--- INFORMATION SUPPLIED ---
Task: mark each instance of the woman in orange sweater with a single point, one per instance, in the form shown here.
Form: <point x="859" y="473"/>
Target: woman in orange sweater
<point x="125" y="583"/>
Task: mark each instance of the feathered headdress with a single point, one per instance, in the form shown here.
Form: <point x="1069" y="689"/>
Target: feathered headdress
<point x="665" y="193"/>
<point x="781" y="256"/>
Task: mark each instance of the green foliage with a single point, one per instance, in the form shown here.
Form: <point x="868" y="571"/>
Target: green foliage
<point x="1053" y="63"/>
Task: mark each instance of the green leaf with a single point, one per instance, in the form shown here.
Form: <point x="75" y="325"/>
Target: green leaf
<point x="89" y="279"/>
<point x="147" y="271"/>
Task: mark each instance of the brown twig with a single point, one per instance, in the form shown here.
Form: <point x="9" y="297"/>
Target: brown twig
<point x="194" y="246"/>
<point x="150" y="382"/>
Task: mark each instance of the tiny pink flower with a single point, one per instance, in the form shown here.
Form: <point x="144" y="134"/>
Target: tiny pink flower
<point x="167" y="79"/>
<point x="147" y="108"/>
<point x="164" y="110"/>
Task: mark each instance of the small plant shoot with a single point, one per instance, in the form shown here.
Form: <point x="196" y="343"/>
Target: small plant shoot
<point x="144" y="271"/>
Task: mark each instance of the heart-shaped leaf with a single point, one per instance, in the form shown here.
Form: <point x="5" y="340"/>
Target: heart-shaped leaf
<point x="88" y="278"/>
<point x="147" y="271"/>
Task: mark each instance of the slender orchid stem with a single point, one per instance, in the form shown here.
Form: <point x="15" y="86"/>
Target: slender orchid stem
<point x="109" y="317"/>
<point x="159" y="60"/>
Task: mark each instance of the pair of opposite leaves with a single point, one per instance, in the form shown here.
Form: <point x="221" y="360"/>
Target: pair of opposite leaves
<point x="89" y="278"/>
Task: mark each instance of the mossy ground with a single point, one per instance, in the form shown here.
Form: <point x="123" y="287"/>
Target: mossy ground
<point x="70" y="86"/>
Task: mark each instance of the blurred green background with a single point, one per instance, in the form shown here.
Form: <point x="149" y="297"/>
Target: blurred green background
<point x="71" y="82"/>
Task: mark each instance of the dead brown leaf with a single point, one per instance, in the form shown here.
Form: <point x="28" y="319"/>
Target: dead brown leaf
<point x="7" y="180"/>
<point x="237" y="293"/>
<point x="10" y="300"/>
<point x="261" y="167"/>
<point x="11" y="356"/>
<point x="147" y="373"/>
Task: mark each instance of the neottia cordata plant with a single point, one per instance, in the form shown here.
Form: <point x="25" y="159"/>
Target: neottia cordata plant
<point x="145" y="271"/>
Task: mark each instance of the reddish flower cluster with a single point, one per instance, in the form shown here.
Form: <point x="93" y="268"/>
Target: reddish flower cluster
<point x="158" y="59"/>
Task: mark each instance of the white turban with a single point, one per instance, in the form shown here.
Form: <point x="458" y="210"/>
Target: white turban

--- YOUR TASK ---
The records above are to be set down again exactly as written.

--- RESULT OF THE TASK ---
Task: mark each instance of the woman in orange sweater with a single point, one per instance, in the form shown here.
Form: <point x="859" y="473"/>
Target: woman in orange sweater
<point x="125" y="583"/>
Task: mark each instance of the feathered headdress with a single point, one per instance, in the form shown here.
Form: <point x="1069" y="689"/>
Target: feathered headdress
<point x="665" y="193"/>
<point x="781" y="256"/>
Task: mark each instance of the green foliage with a single point, one per instance, in the form shown here.
Form: <point x="868" y="571"/>
Target: green foliage
<point x="1053" y="63"/>
Task: mark each instance of the green leaf with a single point, one per instance, in the form shown here.
Form: <point x="75" y="325"/>
Target: green leaf
<point x="89" y="279"/>
<point x="147" y="271"/>
Task: mark each instance of the brown twig with a single point, one per instance, in the form shown here.
Form: <point x="9" y="297"/>
Target: brown twig
<point x="194" y="246"/>
<point x="150" y="382"/>
Task: mark each instance of the tiny pink flower with a single point, one per instance, in the form shown here.
Form: <point x="144" y="134"/>
Target: tiny pink flower
<point x="167" y="79"/>
<point x="147" y="108"/>
<point x="164" y="110"/>
Task: mark each instance of the small plant shoot with a single point, one per instance, in the form shown here.
Form: <point x="196" y="343"/>
Target: small plant shoot
<point x="144" y="271"/>
Task: mark each instance of the heart-shaped leaf with a single point, one per instance, in the form shown here.
Form: <point x="5" y="340"/>
Target: heart-shaped leaf
<point x="88" y="278"/>
<point x="147" y="271"/>
Task: mark each instance of the slender orchid stem with a single point, one per instance, in the form shown here.
Form: <point x="15" y="86"/>
Target: slender orchid stem
<point x="109" y="317"/>
<point x="159" y="60"/>
Task: mark each instance of the pair of opposite leaves with a single point, one per instance, in the form shown here.
Form: <point x="221" y="360"/>
Target: pair of opposite leaves
<point x="89" y="278"/>
Task: mark each instance of the mossy ground with a single point, one per instance, in the form shown here.
Form: <point x="123" y="287"/>
Target: mossy ground
<point x="70" y="86"/>
Task: mark each instance of the blurred green background with a single point, one per instance, in the form shown here.
Form: <point x="149" y="297"/>
Target: blurred green background
<point x="71" y="82"/>
Task: mark each instance of the dead brown leaf with a single point, one per instance, in the form shown here.
Form: <point x="28" y="319"/>
Target: dead brown leaf
<point x="7" y="180"/>
<point x="237" y="293"/>
<point x="10" y="300"/>
<point x="261" y="167"/>
<point x="11" y="356"/>
<point x="147" y="373"/>
Task: mark each instance of the neottia cordata plant with a single point, one per instance, in the form shown here.
Form: <point x="25" y="159"/>
Target: neottia cordata plant
<point x="145" y="271"/>
Task: mark each instance of the reddish flower cluster with a single point, one per instance, in the form shown here.
Form: <point x="93" y="268"/>
Target: reddish flower cluster
<point x="158" y="59"/>
Task: mark each instance of the white turban with a single point, one per instance, in the form shown here.
Form: <point x="458" y="210"/>
Target: white turban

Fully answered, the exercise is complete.